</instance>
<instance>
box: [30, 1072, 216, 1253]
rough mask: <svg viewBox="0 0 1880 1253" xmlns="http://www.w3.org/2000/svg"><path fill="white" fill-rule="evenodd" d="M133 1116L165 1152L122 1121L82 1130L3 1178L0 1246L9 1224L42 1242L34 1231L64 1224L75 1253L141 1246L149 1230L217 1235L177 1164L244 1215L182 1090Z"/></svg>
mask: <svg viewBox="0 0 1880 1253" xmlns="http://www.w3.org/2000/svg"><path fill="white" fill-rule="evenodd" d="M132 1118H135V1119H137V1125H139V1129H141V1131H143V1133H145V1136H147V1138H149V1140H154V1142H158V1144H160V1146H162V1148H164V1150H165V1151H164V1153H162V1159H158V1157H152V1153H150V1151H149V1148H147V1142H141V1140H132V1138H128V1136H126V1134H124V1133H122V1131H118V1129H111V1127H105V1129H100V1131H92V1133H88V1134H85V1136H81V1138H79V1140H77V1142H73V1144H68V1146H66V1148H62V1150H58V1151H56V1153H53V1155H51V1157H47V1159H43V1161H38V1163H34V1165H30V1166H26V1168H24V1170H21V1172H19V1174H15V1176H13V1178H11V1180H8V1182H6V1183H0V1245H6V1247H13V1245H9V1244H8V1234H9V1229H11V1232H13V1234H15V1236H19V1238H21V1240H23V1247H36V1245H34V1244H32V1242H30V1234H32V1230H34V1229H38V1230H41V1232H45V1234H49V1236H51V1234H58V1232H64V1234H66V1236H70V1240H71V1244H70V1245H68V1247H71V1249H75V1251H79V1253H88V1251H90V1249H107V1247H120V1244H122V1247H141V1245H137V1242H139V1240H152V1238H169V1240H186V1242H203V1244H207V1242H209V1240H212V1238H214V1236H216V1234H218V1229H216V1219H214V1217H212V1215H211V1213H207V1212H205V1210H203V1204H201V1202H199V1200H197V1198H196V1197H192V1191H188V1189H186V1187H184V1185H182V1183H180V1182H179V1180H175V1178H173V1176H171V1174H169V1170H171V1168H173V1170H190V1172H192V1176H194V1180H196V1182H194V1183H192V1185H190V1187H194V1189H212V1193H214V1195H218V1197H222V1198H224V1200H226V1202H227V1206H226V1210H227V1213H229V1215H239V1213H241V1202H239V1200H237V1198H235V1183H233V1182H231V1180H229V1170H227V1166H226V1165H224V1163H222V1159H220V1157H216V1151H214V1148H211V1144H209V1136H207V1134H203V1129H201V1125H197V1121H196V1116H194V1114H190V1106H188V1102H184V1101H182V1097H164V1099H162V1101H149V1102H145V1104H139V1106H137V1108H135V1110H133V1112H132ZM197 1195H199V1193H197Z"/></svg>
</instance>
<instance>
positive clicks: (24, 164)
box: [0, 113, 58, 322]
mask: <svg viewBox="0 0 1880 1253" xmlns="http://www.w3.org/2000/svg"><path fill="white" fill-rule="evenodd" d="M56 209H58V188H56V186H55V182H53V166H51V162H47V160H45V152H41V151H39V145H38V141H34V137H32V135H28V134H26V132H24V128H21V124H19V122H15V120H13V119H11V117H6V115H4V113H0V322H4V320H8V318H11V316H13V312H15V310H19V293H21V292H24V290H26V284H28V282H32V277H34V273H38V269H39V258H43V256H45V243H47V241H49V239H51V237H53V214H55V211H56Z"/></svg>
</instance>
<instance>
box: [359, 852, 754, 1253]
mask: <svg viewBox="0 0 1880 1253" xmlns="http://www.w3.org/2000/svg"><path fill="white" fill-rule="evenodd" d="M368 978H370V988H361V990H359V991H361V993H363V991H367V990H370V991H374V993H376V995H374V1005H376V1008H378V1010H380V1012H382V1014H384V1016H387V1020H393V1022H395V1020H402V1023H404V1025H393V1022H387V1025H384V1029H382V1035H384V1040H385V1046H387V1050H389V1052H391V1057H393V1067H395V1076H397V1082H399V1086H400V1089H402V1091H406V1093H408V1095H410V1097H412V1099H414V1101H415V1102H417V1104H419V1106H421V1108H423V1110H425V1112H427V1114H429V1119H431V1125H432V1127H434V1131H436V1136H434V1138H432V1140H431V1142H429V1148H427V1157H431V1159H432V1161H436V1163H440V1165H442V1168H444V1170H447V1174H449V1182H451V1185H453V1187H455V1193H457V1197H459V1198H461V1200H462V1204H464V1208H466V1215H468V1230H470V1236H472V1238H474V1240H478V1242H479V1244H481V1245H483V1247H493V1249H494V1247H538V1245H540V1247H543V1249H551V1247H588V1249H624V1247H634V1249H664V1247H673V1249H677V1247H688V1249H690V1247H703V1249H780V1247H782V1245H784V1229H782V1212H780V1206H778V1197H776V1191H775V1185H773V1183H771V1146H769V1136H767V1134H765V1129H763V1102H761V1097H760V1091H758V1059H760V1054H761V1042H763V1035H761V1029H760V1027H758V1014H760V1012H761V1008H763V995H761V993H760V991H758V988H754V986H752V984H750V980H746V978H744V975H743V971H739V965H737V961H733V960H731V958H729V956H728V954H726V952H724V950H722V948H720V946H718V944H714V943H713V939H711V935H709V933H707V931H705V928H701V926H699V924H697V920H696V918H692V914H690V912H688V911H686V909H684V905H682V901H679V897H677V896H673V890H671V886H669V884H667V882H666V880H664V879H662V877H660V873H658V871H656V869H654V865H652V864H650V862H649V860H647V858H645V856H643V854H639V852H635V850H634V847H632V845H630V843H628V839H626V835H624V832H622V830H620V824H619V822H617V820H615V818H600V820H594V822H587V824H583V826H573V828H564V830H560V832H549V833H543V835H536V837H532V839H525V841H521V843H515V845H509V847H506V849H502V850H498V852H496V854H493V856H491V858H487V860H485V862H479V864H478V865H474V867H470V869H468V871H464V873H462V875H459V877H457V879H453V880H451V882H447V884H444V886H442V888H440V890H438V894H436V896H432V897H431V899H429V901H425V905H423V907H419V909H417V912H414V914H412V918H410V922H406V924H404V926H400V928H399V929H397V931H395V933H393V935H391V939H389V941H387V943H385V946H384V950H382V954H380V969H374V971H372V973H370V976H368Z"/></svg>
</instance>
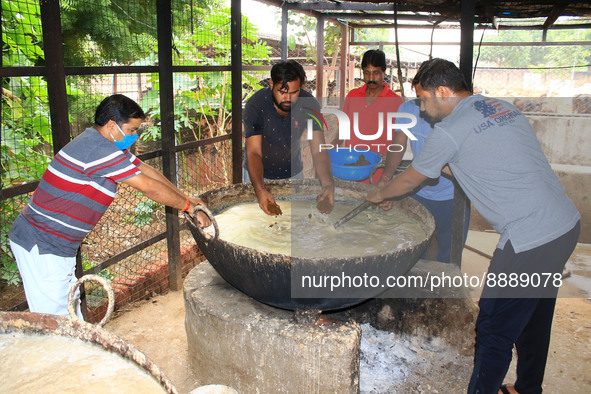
#####
* Task objective
Copy out everything from the beginning of the records down to and including the line containing "rough mask: <svg", reproducing each line character for character.

* Solution
</instance>
<instance>
box: [30, 1072, 216, 1253]
rough mask: <svg viewBox="0 0 1880 1253" xmlns="http://www.w3.org/2000/svg"><path fill="white" fill-rule="evenodd" d="M133 1116L165 1152L122 1121L82 1130L3 1178L0 1246L9 1224L42 1242L34 1231L64 1224L75 1253L141 1246L149 1230L217 1235L177 1164L244 1215L182 1090Z"/></svg>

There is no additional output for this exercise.